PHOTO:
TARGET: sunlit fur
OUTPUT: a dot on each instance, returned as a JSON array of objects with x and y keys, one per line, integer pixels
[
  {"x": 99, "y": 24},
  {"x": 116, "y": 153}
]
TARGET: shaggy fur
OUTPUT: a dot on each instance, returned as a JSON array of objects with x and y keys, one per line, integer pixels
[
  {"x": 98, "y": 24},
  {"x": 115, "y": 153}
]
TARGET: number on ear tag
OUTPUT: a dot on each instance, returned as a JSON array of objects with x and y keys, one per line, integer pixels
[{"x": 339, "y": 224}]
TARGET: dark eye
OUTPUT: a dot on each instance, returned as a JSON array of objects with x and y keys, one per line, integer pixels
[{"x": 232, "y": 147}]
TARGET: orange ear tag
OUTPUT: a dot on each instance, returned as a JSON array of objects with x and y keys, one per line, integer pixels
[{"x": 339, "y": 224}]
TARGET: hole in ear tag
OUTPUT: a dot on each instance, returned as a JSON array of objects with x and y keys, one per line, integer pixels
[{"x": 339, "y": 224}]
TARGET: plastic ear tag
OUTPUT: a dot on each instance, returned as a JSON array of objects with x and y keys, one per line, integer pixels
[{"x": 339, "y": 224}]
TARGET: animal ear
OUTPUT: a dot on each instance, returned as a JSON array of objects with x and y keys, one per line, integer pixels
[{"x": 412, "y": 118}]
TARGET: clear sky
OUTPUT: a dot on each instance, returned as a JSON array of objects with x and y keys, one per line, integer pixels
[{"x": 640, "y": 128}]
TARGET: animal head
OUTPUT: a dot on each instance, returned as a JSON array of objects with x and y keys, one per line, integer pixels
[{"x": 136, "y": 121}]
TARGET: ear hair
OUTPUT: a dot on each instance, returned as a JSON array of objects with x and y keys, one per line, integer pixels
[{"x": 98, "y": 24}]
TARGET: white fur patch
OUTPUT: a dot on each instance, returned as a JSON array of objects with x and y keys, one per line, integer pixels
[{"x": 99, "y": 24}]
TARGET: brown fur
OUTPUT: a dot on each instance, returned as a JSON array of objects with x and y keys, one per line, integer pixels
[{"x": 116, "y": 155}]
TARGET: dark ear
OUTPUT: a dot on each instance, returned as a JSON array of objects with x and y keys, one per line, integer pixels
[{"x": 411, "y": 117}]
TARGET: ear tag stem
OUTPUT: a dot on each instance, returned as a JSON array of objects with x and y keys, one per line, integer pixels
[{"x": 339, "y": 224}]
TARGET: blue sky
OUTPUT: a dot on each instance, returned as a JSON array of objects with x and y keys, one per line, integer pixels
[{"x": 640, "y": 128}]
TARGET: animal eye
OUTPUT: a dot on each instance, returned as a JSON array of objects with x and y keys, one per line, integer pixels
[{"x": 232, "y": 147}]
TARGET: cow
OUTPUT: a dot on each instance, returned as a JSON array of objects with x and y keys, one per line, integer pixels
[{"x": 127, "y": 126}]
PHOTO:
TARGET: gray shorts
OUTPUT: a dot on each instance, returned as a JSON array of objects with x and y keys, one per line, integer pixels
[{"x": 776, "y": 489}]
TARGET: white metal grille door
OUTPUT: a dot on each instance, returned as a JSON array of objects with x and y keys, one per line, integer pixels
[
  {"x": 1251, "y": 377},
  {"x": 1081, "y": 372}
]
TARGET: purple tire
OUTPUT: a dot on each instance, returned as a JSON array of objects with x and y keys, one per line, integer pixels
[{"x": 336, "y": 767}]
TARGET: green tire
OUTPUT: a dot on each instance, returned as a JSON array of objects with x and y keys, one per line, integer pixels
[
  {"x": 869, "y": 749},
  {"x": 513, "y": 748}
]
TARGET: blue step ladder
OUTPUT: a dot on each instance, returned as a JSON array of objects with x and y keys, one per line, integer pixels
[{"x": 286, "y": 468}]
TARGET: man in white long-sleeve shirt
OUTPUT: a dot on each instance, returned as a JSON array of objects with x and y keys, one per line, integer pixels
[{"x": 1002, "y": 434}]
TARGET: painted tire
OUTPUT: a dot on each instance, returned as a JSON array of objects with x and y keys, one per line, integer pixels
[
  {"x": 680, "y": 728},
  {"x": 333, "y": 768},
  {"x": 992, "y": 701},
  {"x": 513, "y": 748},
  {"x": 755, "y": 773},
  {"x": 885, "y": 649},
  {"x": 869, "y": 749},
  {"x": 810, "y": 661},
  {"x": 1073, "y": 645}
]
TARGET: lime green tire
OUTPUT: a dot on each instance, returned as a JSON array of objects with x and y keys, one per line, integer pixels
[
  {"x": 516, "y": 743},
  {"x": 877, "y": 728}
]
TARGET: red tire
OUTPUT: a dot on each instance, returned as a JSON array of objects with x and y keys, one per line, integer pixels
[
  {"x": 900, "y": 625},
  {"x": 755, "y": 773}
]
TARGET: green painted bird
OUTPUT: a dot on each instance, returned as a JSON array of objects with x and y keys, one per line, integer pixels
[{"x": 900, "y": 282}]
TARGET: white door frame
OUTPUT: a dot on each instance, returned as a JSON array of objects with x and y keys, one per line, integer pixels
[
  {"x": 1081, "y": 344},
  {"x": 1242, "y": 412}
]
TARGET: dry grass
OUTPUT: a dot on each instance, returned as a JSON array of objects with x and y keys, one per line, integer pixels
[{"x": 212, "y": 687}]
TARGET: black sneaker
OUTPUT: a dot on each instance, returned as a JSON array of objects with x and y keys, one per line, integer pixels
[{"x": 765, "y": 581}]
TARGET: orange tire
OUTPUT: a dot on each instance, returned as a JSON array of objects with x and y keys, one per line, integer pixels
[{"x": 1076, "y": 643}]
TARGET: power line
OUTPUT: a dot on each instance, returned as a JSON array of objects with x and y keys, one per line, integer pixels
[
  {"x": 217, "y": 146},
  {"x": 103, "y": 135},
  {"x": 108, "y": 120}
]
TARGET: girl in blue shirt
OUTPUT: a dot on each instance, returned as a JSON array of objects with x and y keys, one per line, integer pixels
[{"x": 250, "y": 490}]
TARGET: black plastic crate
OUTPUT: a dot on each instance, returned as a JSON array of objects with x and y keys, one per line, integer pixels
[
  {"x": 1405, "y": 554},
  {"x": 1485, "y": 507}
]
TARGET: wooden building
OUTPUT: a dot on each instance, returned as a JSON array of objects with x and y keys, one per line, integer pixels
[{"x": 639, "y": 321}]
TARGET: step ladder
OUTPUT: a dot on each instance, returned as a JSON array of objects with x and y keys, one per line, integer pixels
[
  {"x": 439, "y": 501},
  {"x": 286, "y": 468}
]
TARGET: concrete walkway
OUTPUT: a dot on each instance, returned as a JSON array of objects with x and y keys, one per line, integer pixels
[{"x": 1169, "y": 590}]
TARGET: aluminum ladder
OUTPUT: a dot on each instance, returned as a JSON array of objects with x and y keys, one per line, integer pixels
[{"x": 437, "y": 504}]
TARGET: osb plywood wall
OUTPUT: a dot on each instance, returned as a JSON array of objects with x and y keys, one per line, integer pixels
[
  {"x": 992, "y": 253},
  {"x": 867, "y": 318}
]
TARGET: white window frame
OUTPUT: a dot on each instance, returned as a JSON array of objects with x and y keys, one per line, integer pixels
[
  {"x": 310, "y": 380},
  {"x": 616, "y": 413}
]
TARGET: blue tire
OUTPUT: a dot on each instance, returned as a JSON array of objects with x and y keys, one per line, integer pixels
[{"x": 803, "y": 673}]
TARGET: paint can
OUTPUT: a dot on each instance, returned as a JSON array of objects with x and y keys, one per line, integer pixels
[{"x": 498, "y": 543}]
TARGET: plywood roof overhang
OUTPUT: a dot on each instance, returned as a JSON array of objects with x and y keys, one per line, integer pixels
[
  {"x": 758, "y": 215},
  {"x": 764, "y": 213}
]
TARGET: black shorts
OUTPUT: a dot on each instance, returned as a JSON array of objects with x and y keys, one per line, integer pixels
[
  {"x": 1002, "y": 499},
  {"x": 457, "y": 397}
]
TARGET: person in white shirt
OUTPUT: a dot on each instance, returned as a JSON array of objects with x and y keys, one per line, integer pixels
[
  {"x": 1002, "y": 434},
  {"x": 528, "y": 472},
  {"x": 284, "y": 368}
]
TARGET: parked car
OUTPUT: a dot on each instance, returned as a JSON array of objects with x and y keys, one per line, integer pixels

▶ **Problem**
Return everything from the line containing "TARGET: parked car" down to the end of the items, both ends included, reproducing each line exactly.

▶ **Task result**
TARGET: parked car
OUTPUT: a dot on each instance, returned as a JSON array of objects with x and y keys, one per line, integer pixels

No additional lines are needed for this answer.